■ Exercise ■
The answer must be an exact reproduction of the lines from the start of the records below through the line containing "Target: navy running shorts", and nothing more.

■ Information supplied ■
++++++

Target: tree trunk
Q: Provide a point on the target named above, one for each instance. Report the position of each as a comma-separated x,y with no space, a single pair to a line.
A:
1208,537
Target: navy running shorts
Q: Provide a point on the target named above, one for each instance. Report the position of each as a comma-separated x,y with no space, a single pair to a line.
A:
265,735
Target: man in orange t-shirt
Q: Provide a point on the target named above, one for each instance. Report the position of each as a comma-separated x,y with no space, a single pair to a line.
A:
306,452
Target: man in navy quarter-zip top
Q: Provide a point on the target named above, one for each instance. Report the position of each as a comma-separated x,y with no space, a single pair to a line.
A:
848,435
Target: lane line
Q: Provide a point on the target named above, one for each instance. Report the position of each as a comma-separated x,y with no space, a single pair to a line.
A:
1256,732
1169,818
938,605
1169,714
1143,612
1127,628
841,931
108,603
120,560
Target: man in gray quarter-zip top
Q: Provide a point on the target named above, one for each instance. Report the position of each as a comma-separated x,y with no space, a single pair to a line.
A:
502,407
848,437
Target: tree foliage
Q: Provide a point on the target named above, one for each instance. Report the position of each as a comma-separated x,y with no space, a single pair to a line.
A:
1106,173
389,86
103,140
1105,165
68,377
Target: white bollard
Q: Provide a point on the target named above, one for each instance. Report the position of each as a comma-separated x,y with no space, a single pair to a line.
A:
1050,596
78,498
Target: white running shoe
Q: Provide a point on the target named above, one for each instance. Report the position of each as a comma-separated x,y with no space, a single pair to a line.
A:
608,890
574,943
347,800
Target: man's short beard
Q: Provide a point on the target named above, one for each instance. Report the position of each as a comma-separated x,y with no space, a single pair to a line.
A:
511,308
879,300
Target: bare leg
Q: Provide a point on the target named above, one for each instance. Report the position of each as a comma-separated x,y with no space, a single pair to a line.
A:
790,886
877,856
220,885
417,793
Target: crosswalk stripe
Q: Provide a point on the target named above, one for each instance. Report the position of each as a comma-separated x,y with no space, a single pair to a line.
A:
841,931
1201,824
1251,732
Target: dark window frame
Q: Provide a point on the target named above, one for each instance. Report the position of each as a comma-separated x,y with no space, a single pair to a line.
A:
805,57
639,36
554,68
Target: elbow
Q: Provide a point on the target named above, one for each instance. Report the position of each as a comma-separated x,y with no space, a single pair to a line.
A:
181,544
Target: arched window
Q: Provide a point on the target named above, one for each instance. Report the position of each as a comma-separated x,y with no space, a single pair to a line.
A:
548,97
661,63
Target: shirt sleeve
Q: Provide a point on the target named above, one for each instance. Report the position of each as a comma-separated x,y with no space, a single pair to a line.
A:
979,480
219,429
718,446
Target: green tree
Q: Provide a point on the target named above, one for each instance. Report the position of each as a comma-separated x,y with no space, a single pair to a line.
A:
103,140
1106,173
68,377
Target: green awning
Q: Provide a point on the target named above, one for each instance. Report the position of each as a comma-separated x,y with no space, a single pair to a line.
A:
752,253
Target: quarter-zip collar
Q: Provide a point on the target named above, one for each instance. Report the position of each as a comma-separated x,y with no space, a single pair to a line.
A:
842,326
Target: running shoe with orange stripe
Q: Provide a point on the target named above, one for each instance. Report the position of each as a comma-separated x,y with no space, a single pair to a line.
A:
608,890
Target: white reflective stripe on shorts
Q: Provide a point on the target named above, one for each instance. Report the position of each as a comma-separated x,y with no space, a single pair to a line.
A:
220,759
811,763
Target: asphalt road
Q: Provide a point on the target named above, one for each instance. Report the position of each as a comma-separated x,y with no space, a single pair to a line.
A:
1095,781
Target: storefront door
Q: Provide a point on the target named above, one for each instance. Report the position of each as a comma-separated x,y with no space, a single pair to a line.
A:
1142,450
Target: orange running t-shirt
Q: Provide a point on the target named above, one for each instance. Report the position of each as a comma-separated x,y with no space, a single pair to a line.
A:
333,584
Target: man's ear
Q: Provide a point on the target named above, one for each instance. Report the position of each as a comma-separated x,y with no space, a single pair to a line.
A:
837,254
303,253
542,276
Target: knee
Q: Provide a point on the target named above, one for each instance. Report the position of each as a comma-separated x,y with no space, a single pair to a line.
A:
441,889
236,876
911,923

++++++

■ Solution to this task ■
Target: tree trunk
Q: Provide a point on the target named above, one for each instance. Report the position of each as a comma-separated x,y with no space, a single pair to a line.
A:
1208,537
Target: navy running shorts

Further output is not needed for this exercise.